Region pointing data:
|---|
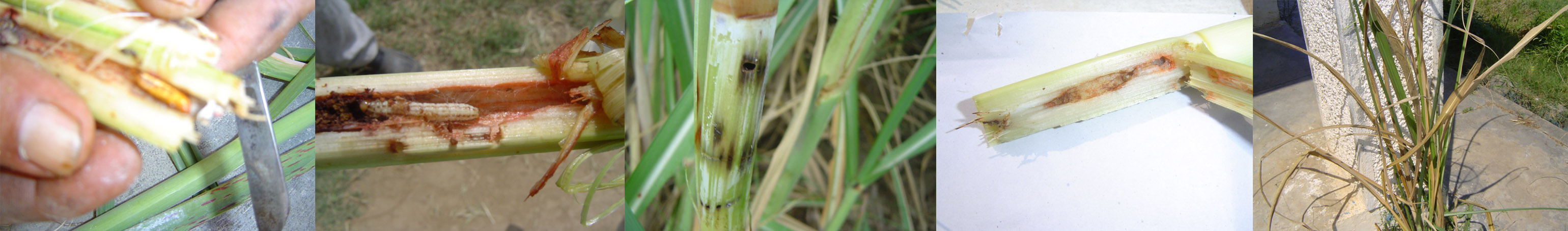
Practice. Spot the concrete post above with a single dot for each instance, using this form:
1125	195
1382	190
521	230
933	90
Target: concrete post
1330	32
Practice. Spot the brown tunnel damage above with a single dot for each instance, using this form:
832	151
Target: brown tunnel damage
497	104
1227	79
1111	82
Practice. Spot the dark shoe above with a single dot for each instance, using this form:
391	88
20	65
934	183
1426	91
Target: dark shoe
389	62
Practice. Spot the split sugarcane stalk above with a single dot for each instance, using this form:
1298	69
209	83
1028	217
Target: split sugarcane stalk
571	98
1216	60
730	104
153	79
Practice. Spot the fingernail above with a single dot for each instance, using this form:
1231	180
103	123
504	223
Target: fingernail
51	139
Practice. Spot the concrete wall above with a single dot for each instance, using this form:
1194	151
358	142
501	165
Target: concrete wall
1329	27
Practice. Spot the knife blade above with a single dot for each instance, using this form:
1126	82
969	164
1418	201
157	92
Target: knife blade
|---|
WHAT IS BEING ASKED:
Your copy of the entries above must be exact and must not include pictures.

SOLUTION:
Practice. Spot the concrete post above with a single dot for each instance, using this form:
1125	195
1382	190
521	230
933	90
Target: concrete post
1330	32
Practice. Spot the brown tunnel damage above with a single dot for each instance, using this form:
832	151
Target: brown tunnel damage
497	104
1227	79
1111	82
Practice. Spot the dark shoe above with a single dot for each instance, using this form:
391	88
20	65
934	183
1426	91
Target: dark shoe
389	62
Practice. Spot the split sugarcane stalk above with a single dot for each instance, using this form:
1298	69
209	83
1028	217
Target: split sugarcane stalk
571	98
1216	60
730	104
153	79
Practice. Spot the fingernail above with a single dot for each instance, using this form:
1231	180
103	123
504	223
Target: fingernail
51	139
Practice. Spot the concrete wall above with a single dot for each instance, using this form:
1194	151
358	142
501	165
Target: concrete wall
1329	27
Practice. Spot the knife blade above with a single dot for each instance, using this form:
1126	82
969	164
1418	201
157	92
Target: knife blade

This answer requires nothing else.